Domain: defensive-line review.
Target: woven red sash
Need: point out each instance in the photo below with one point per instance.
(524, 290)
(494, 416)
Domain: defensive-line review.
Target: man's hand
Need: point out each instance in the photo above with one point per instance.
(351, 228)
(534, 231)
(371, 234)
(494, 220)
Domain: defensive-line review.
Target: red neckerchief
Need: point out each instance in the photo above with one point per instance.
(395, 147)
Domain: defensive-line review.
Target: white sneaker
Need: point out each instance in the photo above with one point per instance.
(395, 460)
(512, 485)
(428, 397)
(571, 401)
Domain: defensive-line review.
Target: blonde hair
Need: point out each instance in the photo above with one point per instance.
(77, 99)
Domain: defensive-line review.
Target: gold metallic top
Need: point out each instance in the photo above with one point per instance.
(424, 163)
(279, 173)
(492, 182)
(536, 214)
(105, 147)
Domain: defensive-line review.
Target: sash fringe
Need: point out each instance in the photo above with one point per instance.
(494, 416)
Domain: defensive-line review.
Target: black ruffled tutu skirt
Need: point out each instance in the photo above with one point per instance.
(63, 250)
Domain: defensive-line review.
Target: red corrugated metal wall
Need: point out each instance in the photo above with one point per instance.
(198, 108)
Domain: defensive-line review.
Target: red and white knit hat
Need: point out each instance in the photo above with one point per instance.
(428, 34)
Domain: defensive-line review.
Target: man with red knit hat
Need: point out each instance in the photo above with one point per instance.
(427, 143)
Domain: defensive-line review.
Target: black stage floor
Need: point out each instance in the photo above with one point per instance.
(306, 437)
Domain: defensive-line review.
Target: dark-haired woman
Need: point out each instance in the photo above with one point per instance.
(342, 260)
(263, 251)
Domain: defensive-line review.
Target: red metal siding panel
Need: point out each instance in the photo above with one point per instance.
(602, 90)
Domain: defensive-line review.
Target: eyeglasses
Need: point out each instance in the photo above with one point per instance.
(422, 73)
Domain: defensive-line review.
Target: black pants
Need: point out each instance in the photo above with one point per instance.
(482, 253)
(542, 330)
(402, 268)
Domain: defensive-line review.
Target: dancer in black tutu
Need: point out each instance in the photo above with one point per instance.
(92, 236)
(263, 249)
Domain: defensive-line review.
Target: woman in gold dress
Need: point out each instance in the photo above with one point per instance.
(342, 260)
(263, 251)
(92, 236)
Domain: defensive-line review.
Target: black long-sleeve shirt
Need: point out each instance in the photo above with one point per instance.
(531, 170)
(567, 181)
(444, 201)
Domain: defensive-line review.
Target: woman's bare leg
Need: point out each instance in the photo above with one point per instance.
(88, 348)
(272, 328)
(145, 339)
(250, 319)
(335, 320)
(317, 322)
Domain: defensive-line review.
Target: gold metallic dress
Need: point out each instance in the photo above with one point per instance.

****************

§ To be done: Provide all the records again, word for word.

§ Written answer:
Domain: defensive-line review.
Target: woven red sash
Need: point out each instance in the photo below with one point per instance.
(524, 290)
(494, 416)
Domain: defensive-line review.
Target: man's hand
Need: point out each instance in the photo above with one point per instance.
(351, 228)
(534, 231)
(371, 234)
(494, 220)
Domain: defensive-line review.
Target: red neckerchief
Need: point out each instance in the photo above with one point per instance.
(395, 147)
Domain: defensive-line review.
Target: white sneaker
Need: point out each instance in the photo above with one point per instance.
(395, 460)
(512, 485)
(428, 397)
(571, 401)
Domain: defensive-line review.
Target: blonde hair
Need: point out each instance in the photo above with one point per instance.
(77, 99)
Domain: defensive-line review.
Target: gold metallic top
Need: point out each instance in the photo above with one point per instance.
(424, 163)
(279, 173)
(492, 182)
(536, 214)
(105, 147)
Domain: defensive-line review.
Target: sash fringe
Need: point out each instance in the photo above with one point per instance.
(494, 416)
Domain: defensive-line review.
Target: black ruffled tutu skirt
Need: point out each instance in the photo above with one point per instance.
(63, 250)
Domain: defensive-line review.
Target: red corrugated metal wall
Need: point out each instance in the photo above with one point per instance.
(198, 108)
Domain: defensive-line review.
Target: red and white knit hat
Need: point out each instance in the photo above with one point per instance.
(428, 34)
Domain: defensive-line review.
Target: man with red knit hat
Need: point out each instance in the photo above with one point per instance.
(427, 143)
Domain: defensive-line review.
Target: black stage floor
Need: point out each instance in the photo above with one point per instance.
(306, 437)
Domain: defensive-line review.
Target: dark-haired woman
Need: point out each instance in the photo above with one point per instance.
(342, 260)
(263, 251)
Domain: defensive-line review.
Target: red metal siding panel
Need: point out each instance in the photo above with one point per instance.
(602, 90)
Domain: defensive-line review.
Target: eyeglasses
Need: point out each instance in the photo above with one point per instance.
(422, 73)
Domain: defensive-line review.
Target: black pants
Need: point out each instance in the photo above with one point per instance.
(482, 253)
(542, 330)
(402, 268)
Domain: defensive-line review.
Target: dancer in black tutu
Need: point out each instance in the photo above with one point per instance.
(92, 236)
(263, 249)
Domain: defensive-line review.
Target: woman in gold dress
Need: point out each instance in the photo above with one point per instance.
(342, 260)
(263, 251)
(92, 236)
Domain: defensive-line review.
Target: black long-sleeve shirt
Need: point out each instance in the photo above with one point per instance.
(531, 170)
(567, 181)
(444, 201)
Domain: defensive-line review.
Target: woman's bare leg
Need: point out each instance in the photo above with one point per instance.
(88, 348)
(272, 328)
(145, 339)
(250, 319)
(335, 320)
(317, 322)
Domain: defensive-line review.
Target: gold metallic dress
Need: point out each instance in the photo above with one point per instance.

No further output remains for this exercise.